Region outline entries:
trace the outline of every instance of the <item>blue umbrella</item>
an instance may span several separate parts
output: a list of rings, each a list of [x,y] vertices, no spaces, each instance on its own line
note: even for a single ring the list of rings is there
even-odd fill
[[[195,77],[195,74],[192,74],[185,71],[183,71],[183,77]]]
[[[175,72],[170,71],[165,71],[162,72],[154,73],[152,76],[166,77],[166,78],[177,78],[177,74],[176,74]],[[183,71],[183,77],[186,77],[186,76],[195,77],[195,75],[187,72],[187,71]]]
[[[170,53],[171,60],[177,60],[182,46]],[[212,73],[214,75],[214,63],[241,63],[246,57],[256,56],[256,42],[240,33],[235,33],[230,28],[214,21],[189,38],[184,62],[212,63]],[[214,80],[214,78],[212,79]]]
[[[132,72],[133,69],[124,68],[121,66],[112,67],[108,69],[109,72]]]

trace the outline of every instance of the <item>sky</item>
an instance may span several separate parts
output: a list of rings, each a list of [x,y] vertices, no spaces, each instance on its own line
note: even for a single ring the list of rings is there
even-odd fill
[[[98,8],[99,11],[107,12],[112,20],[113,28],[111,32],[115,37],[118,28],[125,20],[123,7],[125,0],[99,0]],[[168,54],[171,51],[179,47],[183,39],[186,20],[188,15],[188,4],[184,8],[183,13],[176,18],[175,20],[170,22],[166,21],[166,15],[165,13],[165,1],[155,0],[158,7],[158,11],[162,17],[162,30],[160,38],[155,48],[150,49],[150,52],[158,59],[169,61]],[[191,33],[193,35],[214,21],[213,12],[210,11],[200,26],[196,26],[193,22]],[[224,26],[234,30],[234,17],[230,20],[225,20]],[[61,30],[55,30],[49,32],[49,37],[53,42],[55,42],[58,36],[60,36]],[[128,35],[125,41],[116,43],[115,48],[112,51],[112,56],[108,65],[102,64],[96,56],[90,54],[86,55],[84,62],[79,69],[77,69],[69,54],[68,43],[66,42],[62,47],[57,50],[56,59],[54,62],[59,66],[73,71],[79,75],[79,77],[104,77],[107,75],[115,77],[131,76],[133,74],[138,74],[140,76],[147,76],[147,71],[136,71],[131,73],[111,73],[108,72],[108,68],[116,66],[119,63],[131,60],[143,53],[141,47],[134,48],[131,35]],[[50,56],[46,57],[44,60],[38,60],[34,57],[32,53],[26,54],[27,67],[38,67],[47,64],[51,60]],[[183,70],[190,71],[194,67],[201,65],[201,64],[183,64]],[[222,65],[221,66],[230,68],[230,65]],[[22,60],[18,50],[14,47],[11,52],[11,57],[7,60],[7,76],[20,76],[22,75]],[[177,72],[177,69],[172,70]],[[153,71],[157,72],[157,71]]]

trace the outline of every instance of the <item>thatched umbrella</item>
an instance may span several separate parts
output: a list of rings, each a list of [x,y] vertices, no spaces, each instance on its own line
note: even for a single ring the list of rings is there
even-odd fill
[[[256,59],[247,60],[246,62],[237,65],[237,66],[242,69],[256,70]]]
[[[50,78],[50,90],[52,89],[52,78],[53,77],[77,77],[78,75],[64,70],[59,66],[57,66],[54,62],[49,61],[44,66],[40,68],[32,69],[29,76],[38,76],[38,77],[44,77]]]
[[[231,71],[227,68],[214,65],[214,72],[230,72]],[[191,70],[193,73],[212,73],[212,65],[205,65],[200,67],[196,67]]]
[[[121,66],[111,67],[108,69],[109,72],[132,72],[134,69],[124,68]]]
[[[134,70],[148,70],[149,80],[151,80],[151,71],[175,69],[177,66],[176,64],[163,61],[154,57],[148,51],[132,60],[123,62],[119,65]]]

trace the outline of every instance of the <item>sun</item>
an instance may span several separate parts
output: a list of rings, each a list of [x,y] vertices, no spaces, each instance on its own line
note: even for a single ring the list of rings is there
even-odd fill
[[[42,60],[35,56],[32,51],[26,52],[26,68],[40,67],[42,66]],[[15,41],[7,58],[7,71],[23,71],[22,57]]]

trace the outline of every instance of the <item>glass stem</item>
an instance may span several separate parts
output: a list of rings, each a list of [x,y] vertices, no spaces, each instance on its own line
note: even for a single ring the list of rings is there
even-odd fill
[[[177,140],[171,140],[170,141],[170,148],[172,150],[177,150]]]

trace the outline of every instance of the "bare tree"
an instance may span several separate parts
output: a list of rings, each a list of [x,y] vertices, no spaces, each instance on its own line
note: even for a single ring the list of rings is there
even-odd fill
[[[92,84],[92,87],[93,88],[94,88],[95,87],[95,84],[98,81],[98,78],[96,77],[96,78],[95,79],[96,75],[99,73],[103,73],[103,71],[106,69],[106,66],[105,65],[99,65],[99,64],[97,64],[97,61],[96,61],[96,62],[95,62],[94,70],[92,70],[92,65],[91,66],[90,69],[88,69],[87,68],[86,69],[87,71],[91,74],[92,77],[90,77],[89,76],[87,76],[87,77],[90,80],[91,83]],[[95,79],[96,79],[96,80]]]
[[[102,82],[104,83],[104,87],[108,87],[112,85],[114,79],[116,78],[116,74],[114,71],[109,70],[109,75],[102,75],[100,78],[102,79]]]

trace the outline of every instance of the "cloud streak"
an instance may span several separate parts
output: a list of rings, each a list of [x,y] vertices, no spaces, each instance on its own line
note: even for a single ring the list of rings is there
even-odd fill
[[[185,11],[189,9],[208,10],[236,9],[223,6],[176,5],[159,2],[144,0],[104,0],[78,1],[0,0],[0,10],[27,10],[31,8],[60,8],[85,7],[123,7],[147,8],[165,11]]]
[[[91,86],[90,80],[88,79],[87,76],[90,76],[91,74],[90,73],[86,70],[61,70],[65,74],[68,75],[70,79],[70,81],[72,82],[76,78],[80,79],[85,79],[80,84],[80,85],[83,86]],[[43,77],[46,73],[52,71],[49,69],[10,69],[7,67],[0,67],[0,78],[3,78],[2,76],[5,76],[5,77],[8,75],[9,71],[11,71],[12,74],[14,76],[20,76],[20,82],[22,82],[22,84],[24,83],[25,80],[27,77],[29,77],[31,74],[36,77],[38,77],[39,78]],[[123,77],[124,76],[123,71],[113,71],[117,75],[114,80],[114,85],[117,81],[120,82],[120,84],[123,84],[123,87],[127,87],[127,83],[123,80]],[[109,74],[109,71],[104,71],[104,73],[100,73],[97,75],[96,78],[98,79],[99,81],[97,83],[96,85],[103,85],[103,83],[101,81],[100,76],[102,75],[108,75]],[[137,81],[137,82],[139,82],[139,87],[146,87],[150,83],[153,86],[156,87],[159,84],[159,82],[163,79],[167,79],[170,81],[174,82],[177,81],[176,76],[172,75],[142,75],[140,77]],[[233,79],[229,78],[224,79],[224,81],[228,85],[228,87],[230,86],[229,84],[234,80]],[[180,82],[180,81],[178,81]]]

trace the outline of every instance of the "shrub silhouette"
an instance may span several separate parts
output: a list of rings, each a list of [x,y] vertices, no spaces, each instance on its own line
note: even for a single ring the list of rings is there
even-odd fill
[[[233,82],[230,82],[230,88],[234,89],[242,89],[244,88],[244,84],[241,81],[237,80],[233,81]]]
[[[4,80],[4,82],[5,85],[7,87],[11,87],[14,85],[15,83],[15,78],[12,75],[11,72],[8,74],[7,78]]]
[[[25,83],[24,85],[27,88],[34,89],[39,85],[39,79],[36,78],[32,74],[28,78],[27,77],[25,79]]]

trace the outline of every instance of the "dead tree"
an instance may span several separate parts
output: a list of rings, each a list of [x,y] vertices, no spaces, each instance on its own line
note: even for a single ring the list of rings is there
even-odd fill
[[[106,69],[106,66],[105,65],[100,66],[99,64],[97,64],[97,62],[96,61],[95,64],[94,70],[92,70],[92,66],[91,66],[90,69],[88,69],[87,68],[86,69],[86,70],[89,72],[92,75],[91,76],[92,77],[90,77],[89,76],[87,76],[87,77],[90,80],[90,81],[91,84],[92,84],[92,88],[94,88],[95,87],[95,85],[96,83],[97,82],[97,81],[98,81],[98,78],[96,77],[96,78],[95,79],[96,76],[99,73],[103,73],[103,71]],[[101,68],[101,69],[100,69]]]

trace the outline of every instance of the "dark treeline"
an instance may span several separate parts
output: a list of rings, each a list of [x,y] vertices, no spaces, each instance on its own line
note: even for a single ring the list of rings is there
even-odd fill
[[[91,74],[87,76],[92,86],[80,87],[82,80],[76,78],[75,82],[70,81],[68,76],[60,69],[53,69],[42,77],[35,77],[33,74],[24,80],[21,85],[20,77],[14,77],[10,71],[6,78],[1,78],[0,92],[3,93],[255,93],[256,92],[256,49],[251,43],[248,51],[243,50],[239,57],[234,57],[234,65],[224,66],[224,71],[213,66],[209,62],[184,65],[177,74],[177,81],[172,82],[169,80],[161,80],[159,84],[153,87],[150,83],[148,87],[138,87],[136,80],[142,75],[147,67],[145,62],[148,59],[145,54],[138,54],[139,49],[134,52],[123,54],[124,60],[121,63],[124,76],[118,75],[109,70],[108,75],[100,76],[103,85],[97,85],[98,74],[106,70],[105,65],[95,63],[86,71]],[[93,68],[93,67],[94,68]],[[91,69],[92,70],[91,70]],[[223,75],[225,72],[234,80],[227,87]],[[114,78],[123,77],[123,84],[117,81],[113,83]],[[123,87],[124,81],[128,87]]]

* What needs to be done: Please gather every line of the records that contains the string "item". Treat uppercase and lowercase as different.

* Completed exercise:
trace the outline of every instance of the <item>blue umbrella</item>
trace the outline of every instance of the <item>sky</item>
trace the outline of every instance of the <item>thatched umbrella</item>
trace the outline of every instance of the <item>sun</item>
trace the outline of every instance of the <item>glass stem</item>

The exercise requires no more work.